• Try it: Below are records to be output exactly, every one of them.

Start of Excerpted records

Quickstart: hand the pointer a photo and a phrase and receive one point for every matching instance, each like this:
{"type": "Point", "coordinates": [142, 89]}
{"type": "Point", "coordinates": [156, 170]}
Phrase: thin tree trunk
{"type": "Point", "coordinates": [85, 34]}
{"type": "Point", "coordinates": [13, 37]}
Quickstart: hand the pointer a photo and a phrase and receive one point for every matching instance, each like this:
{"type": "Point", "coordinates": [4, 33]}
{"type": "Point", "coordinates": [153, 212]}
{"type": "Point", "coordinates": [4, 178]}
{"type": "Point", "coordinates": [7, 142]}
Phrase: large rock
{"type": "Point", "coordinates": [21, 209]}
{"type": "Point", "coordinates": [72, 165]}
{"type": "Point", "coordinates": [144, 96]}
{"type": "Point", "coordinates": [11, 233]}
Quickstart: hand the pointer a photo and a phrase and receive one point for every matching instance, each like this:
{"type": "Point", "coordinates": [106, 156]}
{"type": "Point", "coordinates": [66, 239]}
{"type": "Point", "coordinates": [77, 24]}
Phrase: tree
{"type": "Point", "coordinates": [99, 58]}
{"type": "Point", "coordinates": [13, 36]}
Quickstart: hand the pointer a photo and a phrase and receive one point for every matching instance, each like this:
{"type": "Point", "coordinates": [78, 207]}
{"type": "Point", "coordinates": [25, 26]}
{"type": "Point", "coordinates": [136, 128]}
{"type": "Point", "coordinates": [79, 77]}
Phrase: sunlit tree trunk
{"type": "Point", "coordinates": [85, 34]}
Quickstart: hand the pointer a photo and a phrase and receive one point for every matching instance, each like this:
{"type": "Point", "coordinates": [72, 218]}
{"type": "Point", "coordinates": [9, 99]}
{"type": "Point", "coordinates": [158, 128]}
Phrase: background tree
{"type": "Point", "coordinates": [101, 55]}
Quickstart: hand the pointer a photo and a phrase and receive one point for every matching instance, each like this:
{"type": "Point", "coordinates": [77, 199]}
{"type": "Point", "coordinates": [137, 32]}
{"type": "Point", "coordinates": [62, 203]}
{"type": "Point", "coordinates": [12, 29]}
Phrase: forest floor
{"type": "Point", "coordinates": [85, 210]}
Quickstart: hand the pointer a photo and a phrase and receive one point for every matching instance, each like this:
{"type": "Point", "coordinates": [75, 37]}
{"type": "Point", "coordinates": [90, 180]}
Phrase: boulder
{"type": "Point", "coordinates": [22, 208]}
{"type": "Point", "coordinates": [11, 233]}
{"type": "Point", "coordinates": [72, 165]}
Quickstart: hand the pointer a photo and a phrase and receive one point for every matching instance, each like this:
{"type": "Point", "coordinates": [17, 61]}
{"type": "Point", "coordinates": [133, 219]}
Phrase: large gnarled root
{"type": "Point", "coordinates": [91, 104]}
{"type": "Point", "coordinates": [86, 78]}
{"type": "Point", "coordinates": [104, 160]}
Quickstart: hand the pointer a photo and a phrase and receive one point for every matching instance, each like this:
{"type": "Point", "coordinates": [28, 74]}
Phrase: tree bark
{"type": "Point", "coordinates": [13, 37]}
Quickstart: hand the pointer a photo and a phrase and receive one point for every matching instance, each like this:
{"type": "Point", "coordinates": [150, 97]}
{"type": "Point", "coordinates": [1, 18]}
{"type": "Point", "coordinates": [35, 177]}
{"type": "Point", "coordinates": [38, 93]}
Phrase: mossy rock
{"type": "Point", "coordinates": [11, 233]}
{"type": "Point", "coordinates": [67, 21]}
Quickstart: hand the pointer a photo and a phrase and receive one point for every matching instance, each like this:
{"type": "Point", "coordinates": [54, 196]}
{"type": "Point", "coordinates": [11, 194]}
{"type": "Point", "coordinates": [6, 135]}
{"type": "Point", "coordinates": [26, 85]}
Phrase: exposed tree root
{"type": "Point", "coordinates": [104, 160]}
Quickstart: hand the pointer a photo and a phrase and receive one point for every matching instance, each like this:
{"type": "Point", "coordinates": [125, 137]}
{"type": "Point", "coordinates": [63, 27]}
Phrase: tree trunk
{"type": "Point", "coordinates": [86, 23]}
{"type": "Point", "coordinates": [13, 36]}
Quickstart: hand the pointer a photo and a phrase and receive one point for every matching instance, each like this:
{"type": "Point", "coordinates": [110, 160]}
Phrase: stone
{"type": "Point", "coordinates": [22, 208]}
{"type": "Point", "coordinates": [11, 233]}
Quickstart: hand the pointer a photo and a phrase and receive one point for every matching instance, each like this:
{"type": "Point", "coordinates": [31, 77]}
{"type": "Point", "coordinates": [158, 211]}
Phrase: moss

End of Excerpted records

• Response to this task:
Quickstart: hand the pointer a photo and a phrase and receive one point for every matching instance, each like this:
{"type": "Point", "coordinates": [142, 89]}
{"type": "Point", "coordinates": [156, 170]}
Phrase: thin tree trunk
{"type": "Point", "coordinates": [85, 34]}
{"type": "Point", "coordinates": [13, 37]}
Quickstart: hand the pointer a photo and a phrase and receive one point for every matching instance, each like this:
{"type": "Point", "coordinates": [4, 33]}
{"type": "Point", "coordinates": [153, 212]}
{"type": "Point", "coordinates": [4, 178]}
{"type": "Point", "coordinates": [7, 142]}
Phrase: large rock
{"type": "Point", "coordinates": [21, 209]}
{"type": "Point", "coordinates": [72, 165]}
{"type": "Point", "coordinates": [144, 96]}
{"type": "Point", "coordinates": [11, 233]}
Quickstart: hand the pointer a photo and a phrase and receive one point for every matching instance, each like this:
{"type": "Point", "coordinates": [106, 156]}
{"type": "Point", "coordinates": [66, 239]}
{"type": "Point", "coordinates": [77, 24]}
Phrase: tree
{"type": "Point", "coordinates": [99, 58]}
{"type": "Point", "coordinates": [13, 36]}
Quickstart: hand the pointer a photo and a phrase and receive one point for every matching instance, each like this:
{"type": "Point", "coordinates": [78, 207]}
{"type": "Point", "coordinates": [25, 26]}
{"type": "Point", "coordinates": [136, 128]}
{"type": "Point", "coordinates": [79, 77]}
Phrase: sunlit tree trunk
{"type": "Point", "coordinates": [85, 34]}
Quickstart: hand the pointer a photo and a phrase and receive one point for every matching instance, each like this:
{"type": "Point", "coordinates": [72, 218]}
{"type": "Point", "coordinates": [9, 99]}
{"type": "Point", "coordinates": [158, 128]}
Phrase: background tree
{"type": "Point", "coordinates": [101, 55]}
Quickstart: hand the pointer a photo and a phrase and receive one point for every matching instance, each like this:
{"type": "Point", "coordinates": [77, 199]}
{"type": "Point", "coordinates": [137, 32]}
{"type": "Point", "coordinates": [62, 203]}
{"type": "Point", "coordinates": [12, 29]}
Phrase: forest floor
{"type": "Point", "coordinates": [85, 210]}
Quickstart: hand the pointer a photo and a phrase and receive one point for every matching instance, each like this:
{"type": "Point", "coordinates": [75, 37]}
{"type": "Point", "coordinates": [90, 180]}
Phrase: boulder
{"type": "Point", "coordinates": [22, 208]}
{"type": "Point", "coordinates": [11, 233]}
{"type": "Point", "coordinates": [72, 165]}
Quickstart: hand the pointer a photo and a phrase and receive one point for every matching instance, each like this:
{"type": "Point", "coordinates": [17, 61]}
{"type": "Point", "coordinates": [133, 219]}
Phrase: large gnarled root
{"type": "Point", "coordinates": [91, 104]}
{"type": "Point", "coordinates": [86, 78]}
{"type": "Point", "coordinates": [104, 160]}
Quickstart: hand the pointer a photo and a phrase and receive one point for every matching instance, each like this:
{"type": "Point", "coordinates": [28, 74]}
Phrase: tree bark
{"type": "Point", "coordinates": [13, 37]}
Quickstart: hand the pointer a photo and a phrase and receive one point for every matching instance, each like this:
{"type": "Point", "coordinates": [150, 97]}
{"type": "Point", "coordinates": [1, 18]}
{"type": "Point", "coordinates": [35, 177]}
{"type": "Point", "coordinates": [38, 93]}
Phrase: mossy rock
{"type": "Point", "coordinates": [11, 233]}
{"type": "Point", "coordinates": [67, 21]}
Quickstart: hand the pointer a photo and a phrase and receive one point for every matching instance, each like this:
{"type": "Point", "coordinates": [54, 196]}
{"type": "Point", "coordinates": [11, 194]}
{"type": "Point", "coordinates": [6, 135]}
{"type": "Point", "coordinates": [26, 85]}
Phrase: exposed tree root
{"type": "Point", "coordinates": [104, 160]}
Quickstart: hand the pointer a photo and a phrase and receive one point for every matching instance, each like this:
{"type": "Point", "coordinates": [125, 137]}
{"type": "Point", "coordinates": [63, 27]}
Phrase: tree trunk
{"type": "Point", "coordinates": [86, 23]}
{"type": "Point", "coordinates": [13, 36]}
Quickstart: hand the pointer a photo and a phrase and receive one point for every matching instance, each like this:
{"type": "Point", "coordinates": [110, 160]}
Phrase: stone
{"type": "Point", "coordinates": [22, 208]}
{"type": "Point", "coordinates": [11, 233]}
Quickstart: hand the pointer a photo and a phrase and receive one point for every matching instance, each like this:
{"type": "Point", "coordinates": [31, 77]}
{"type": "Point", "coordinates": [158, 211]}
Phrase: moss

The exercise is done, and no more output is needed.